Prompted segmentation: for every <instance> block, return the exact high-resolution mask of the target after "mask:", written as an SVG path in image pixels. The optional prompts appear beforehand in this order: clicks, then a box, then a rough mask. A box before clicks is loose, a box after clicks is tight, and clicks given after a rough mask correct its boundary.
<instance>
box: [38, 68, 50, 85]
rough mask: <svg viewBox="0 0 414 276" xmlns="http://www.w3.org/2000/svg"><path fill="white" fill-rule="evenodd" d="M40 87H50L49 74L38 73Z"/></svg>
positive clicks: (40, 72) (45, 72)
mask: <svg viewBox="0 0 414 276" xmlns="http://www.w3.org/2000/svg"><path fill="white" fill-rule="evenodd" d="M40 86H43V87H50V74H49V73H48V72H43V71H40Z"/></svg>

* * *

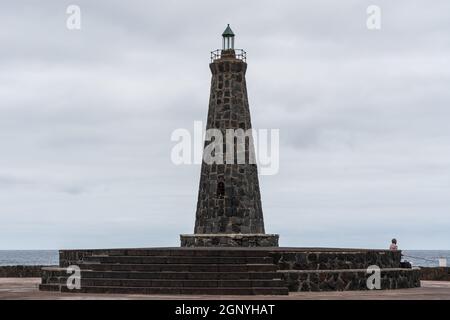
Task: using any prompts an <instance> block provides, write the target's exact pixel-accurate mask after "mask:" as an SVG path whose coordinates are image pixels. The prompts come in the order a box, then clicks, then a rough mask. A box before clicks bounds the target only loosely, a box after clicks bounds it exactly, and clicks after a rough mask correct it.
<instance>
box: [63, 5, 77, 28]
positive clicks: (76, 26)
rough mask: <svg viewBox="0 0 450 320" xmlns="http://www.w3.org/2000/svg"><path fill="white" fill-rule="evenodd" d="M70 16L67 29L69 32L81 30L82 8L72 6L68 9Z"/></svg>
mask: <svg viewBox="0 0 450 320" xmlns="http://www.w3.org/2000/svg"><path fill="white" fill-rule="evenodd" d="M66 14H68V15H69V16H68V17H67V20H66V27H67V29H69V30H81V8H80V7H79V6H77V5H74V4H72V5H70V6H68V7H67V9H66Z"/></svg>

---

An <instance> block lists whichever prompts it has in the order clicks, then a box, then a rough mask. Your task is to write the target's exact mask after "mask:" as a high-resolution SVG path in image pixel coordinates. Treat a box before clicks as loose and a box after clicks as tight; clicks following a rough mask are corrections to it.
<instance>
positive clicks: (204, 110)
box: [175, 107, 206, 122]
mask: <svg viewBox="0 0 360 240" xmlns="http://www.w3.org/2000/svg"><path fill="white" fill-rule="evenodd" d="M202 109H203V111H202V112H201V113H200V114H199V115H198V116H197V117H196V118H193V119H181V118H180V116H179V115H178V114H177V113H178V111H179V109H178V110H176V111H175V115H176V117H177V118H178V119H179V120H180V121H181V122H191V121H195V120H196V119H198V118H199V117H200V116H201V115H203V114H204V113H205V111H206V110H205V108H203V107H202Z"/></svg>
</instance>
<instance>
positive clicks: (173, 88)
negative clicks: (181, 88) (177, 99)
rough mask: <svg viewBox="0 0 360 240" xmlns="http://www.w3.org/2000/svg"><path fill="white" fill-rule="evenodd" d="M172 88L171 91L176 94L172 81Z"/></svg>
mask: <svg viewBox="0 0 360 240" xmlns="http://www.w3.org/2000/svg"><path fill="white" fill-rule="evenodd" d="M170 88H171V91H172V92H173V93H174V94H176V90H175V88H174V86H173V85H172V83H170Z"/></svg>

**Work required**: Retype the records exactly, from the line containing "An <instance> block lists" through the line containing "box: [175, 107, 206, 122]", both lines included.

**Written reply**:
An <instance> block lists whichever prompts it has in the order clicks, then a box, then a rough mask. Your task is to write the target's exact mask after "mask:" as a high-resolution SVG path in image pixel coordinates. Treat a box before clicks as loose and a box after clicks as tight; clicks following a rough mask are corrections to it.
<instance>
positive clicks: (204, 110)
box: [175, 107, 206, 122]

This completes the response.